Source excerpt:
..............................

Despite being close to Earth and having nearly the same size, Venus is another world.
Underneath its thick mantle of acid sulfuric clouds, at the surface 460 degrees Celsius are the rule. This temperature is kept by the greenhouse effect of a virtually carbon dioxide only atmosphere. Seventy kilometres above, one has to withstand a perpetual wind storm, the product of the so called Venus superrotation1. A team of researchers led by the Instituto de Astrofísica e Ciências do Espaço (IAstro2) is even closer to explaining the link between these infernal features.
A study3 published in the journal Atmosphere, led by Pedro Machado, of IAstro and Faculdade de Ciências da Universidade de Lisboa (Ciências ULisboa), presents the most detailed and complete set of measurements ever made of the speed of the wind in Venus parallel to the equator (zonal wind) and at the altitude of the bottom of the cloud deck. One of the novel results was the simultaneous measurement of the speed of the wind at two different heights 20 kilometres apart. The team registered a difference in wind speed of about 150 kilometres per hour faster at the top of the clouds, which reinforces the hypothesis that energy is being transferred from the heat of the lower layers to the general circulation of the atmosphere.
“Winds accelerate as we move upward to increasing altitudes, but we don’t know yet why,” says Pedro Machado. “This study throws much light on this, because we managed to study the vertical component of the wind for the first time, that is, how the energy from the lower and hoter layers is carried up to the top of the clouds, where it leads to the acceleration of the winds.”
The temperature at the ground level reaches 460 degrees Celsius and produces infrared radiation (named thermal emission), which heats the air and makes it move up. This radiation passes through the most transparent regions of the bottom of the clouds, at roughly 48 kilometres above the surface. When Venus is observed in infrared, we see this light radiate from the heat of the surface, and the silhouettes of the clouds, opaque and dark, become visible.
Observing and following the clouds at one hour intervals, and using a tracking technique improved by Javier Peralta, of Universidad de Sevilla and co-author of this study, the researchers indirectly computed the speed of the wind pushing those clouds. This speed is around 216 kilometres per hour at the bottom of the cloud deck and at medium latitudes, decreasing to half closer to the poles.

..............................

Recorded data:
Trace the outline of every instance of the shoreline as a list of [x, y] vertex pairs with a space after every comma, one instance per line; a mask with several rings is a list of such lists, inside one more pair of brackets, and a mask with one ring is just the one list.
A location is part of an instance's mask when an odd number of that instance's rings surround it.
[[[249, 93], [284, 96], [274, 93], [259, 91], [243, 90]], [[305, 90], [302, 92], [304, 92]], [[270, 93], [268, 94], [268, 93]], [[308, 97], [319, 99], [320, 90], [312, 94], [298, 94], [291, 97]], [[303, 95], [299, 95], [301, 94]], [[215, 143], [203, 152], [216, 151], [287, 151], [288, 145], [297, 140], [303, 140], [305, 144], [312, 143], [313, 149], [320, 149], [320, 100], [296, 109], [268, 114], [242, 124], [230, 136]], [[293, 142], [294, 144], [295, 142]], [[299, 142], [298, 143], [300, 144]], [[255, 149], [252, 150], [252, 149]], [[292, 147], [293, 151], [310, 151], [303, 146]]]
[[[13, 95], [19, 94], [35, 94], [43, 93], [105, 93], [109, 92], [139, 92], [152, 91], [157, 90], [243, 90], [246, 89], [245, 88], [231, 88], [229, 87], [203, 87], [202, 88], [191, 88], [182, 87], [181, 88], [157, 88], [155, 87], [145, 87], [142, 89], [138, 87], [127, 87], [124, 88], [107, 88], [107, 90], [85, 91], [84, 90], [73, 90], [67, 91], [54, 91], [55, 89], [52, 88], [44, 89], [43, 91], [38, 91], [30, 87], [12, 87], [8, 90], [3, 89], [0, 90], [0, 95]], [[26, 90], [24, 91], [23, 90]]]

..............................

To-do list:
1/ In the Venus winds article, starting at "Despite being close" and ending at "these infernal features.", what does the passage read like when you swap "Celsius" for "centigrade"?
2/ According to the Venus winds article, what is the wind speed at the bottom of the cloud deck at medium latitudes?

Problem solutions:
1/
Despite being close to Earth and having nearly the same size, Venus is another world.
Underneath its thick mantle of acid sulfuric clouds, at the surface 460 degrees centigrade are the rule. This temperature is kept by the greenhouse effect of a virtually carbon dioxide only atmosphere. Seventy kilometres above, one has to withstand a perpetual wind storm, the product of the so called Venus superrotation1. A team of researchers led by the Instituto de Astrofísica e Ciências do Espaço (IAstro2) is even closer to explaining the link between these infernal features.

2/ Around 216 kilometres per hour.